WORK TO COMPLETE.
All of the data is to be copied without a single change.

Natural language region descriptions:
=====

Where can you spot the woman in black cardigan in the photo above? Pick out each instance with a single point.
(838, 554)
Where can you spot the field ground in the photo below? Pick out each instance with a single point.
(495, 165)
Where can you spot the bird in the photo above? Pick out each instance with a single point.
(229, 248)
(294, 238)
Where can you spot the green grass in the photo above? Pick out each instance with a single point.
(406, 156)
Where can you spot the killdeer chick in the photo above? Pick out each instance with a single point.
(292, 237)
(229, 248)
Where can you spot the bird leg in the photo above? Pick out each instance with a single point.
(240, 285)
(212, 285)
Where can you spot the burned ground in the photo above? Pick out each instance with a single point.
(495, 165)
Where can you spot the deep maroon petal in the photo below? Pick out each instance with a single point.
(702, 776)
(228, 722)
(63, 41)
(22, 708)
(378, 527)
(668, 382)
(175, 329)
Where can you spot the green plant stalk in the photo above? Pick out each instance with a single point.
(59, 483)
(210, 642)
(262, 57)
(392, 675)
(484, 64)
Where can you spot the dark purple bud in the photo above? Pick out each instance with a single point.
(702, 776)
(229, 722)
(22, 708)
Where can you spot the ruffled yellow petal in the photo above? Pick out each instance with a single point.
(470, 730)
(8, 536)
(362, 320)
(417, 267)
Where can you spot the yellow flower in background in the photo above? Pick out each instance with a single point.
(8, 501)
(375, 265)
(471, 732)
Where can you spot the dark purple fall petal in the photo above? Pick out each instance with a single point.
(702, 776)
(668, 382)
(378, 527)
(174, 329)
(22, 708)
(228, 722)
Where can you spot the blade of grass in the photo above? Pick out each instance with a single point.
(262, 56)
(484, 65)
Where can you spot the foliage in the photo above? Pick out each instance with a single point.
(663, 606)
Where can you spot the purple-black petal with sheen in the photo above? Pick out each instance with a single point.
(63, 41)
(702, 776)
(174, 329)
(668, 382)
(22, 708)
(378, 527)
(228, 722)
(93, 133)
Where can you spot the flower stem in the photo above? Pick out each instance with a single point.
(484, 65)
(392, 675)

=====

WRITTEN RESPONSE.
Where can you spot the woman in black cardigan in the photo above? Pick out each instance with a single point.
(838, 554)
Where can you spot the field ground in the photo below? Pick out each instance with a single point.
(495, 165)
Where can you spot the bird in the photo above? Pick out each instance with a single point.
(229, 248)
(294, 238)
Where can you spot the green grass in the photo above? Pick out each instance with a single point.
(406, 156)
Where can you spot the killdeer chick in the photo above? Pick out each instance with a single point.
(292, 237)
(229, 248)
Where can you spot the bird leg in the photo above? Pick out each instance with a single point.
(240, 285)
(212, 285)
Where can you spot the burned ground in the photo above? Pick out each instance with a single point.
(495, 165)
Where can you spot the deep maroon petal in the photo below? Pick out each instance with a single point.
(702, 776)
(228, 722)
(63, 41)
(22, 708)
(378, 527)
(668, 382)
(175, 329)
Where can you spot the green plant stalk in the photo above? Pick out each instance with a single point.
(59, 483)
(210, 642)
(262, 57)
(392, 675)
(484, 64)
Where can you spot the dark purple bud in the photo above? Pick out each instance with a single point.
(702, 776)
(229, 722)
(22, 708)
Where can you spot the ruffled yellow petal in the photo above? Pick out each instance with a single point.
(470, 730)
(8, 536)
(362, 320)
(417, 267)
Where can you spot the yellow flower in background in the photo above? Pick out each instance with a single point.
(8, 501)
(375, 265)
(471, 732)
Where can you spot the dark purple fall petal in the photo above? Pick out each instance with a single point.
(702, 776)
(668, 382)
(378, 527)
(174, 329)
(22, 708)
(228, 722)
Where can you spot the blade of grass in the photo above? Pick out each instance with a single point.
(262, 56)
(484, 65)
Where can you spot the foliage in the photo above? Pick out each instance with a single point.
(663, 606)
Where can you spot the purple-black petal with sheen in the photo above? Pick out each instance with a single point.
(63, 41)
(702, 776)
(174, 329)
(668, 382)
(22, 708)
(378, 527)
(228, 722)
(93, 133)
Where can you spot the flower stem in the photo above? Pick out each instance with a single point.
(484, 65)
(392, 675)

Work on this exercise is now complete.